▸ Required work:
What is needed is an exact copy of every record.

▸ Source material:

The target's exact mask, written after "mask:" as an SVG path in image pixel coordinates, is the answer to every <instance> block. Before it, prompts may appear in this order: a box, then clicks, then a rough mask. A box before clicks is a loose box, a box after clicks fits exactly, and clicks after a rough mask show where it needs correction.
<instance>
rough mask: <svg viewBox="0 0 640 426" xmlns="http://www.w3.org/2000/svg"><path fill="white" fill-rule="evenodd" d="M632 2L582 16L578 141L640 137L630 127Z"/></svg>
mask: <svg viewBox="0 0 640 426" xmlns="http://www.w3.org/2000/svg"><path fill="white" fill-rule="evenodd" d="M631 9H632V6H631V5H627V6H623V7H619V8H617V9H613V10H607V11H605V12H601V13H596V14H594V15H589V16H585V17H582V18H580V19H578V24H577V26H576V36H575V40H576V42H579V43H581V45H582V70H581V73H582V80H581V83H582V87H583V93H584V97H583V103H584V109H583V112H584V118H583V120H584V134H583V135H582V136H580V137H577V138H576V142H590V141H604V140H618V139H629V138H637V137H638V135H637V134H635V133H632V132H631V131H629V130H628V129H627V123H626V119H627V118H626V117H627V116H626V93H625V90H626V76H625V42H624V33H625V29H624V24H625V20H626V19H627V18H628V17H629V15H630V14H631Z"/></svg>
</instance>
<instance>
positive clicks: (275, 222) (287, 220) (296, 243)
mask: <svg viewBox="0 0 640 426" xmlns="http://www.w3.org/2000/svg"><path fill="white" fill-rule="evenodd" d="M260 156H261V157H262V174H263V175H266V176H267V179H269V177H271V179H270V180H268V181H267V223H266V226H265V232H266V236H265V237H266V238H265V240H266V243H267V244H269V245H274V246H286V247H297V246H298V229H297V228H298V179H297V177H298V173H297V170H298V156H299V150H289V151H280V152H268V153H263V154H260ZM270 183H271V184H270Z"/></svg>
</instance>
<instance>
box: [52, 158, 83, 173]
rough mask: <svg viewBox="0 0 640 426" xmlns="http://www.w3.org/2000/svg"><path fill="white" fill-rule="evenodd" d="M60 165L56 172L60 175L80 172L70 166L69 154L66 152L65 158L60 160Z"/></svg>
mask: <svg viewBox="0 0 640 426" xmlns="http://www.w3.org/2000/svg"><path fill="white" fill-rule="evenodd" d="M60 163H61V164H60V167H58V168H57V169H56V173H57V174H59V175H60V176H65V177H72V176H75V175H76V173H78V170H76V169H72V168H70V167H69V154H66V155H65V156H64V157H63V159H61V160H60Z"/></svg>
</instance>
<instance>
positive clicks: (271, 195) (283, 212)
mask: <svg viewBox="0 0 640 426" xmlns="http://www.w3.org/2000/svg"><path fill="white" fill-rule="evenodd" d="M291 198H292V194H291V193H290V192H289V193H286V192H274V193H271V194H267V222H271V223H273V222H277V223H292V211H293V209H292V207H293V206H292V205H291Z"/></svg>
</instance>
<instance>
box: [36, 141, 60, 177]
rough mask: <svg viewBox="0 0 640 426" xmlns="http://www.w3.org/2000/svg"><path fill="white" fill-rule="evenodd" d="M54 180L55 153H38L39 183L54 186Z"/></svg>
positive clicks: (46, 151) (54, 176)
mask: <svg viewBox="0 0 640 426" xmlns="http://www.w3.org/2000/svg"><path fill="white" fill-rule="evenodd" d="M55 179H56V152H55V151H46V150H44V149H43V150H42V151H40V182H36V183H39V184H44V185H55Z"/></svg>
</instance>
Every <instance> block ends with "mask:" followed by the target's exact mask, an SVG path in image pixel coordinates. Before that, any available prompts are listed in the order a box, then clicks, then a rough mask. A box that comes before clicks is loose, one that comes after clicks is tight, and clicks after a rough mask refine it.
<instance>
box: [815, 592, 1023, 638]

▸ Output below:
The target's exact mask, written after "mask:" as an SVG path in image pixel coordinates, is the answer to every <instance> block. Before it, prompts may appear in this order: a box, then clicks, then a rough mask. A box before clicks is a loose box, a box after clicks fits exactly, and clicks after a rough mask show where it needs correction.
<instance>
rough mask: <svg viewBox="0 0 640 426" xmlns="http://www.w3.org/2000/svg"><path fill="white" fill-rule="evenodd" d="M632 2L582 16L578 141L640 137L630 127Z"/></svg>
mask: <svg viewBox="0 0 640 426" xmlns="http://www.w3.org/2000/svg"><path fill="white" fill-rule="evenodd" d="M631 9H632V6H631V5H627V6H623V7H619V8H617V9H613V10H607V11H605V12H601V13H596V14H594V15H589V16H585V17H582V18H580V19H578V24H577V26H576V36H575V40H576V42H579V43H581V45H582V70H581V73H582V80H581V83H582V87H583V93H584V97H583V103H584V109H583V112H584V118H583V120H584V134H583V135H582V136H580V137H577V138H576V142H590V141H604V140H618V139H629V138H637V137H638V135H637V134H635V133H632V132H631V131H629V130H628V129H627V123H626V119H627V118H626V117H627V116H626V93H625V90H626V76H625V42H624V33H625V29H624V24H625V20H626V19H627V18H628V17H629V15H630V14H631Z"/></svg>
</instance>
<instance>
positive clicks: (275, 222) (287, 220) (296, 243)
mask: <svg viewBox="0 0 640 426" xmlns="http://www.w3.org/2000/svg"><path fill="white" fill-rule="evenodd" d="M260 156H261V157H262V174H263V175H266V176H267V179H269V177H271V179H270V180H268V181H267V223H266V226H265V232H266V236H265V237H266V238H265V240H266V243H267V244H269V245H274V246H286V247H297V246H298V229H297V228H298V179H297V177H298V173H297V170H298V156H299V150H289V151H280V152H268V153H263V154H260ZM270 183H271V184H270Z"/></svg>
</instance>
<instance>
box: [52, 158, 83, 173]
rough mask: <svg viewBox="0 0 640 426" xmlns="http://www.w3.org/2000/svg"><path fill="white" fill-rule="evenodd" d="M60 165L56 172L60 175L80 172L70 166L69 154L66 152L65 158L60 160Z"/></svg>
mask: <svg viewBox="0 0 640 426" xmlns="http://www.w3.org/2000/svg"><path fill="white" fill-rule="evenodd" d="M60 163H61V164H60V167H58V168H57V169H56V173H57V174H59V175H60V176H65V177H72V176H75V175H76V173H78V170H76V169H72V168H70V167H69V154H66V155H65V156H64V157H63V159H61V160H60Z"/></svg>
</instance>
<instance>
positive clicks: (271, 195) (283, 212)
mask: <svg viewBox="0 0 640 426" xmlns="http://www.w3.org/2000/svg"><path fill="white" fill-rule="evenodd" d="M291 198H292V194H291V193H290V192H289V193H286V192H274V193H271V194H267V222H271V223H273V222H277V223H292V211H293V209H292V207H293V206H292V205H291Z"/></svg>
</instance>
<instance>
box: [36, 141, 60, 177]
rough mask: <svg viewBox="0 0 640 426" xmlns="http://www.w3.org/2000/svg"><path fill="white" fill-rule="evenodd" d="M54 180L55 153H38L39 183L54 186Z"/></svg>
positive clicks: (46, 151) (54, 176)
mask: <svg viewBox="0 0 640 426" xmlns="http://www.w3.org/2000/svg"><path fill="white" fill-rule="evenodd" d="M55 179H56V152H55V151H46V150H44V149H43V150H42V151H40V182H36V183H39V184H44V185H55Z"/></svg>
</instance>
Every <instance> block ends with "mask:" followed by the target's exact mask, an SVG path in image pixel coordinates. Before that, any available prompts are listed in the order a box, then clicks, then a rough mask. A box that comes before clicks is loose, one that comes after clicks is tight, and clicks after a rough mask refine it.
<instance>
box: [815, 592, 1023, 638]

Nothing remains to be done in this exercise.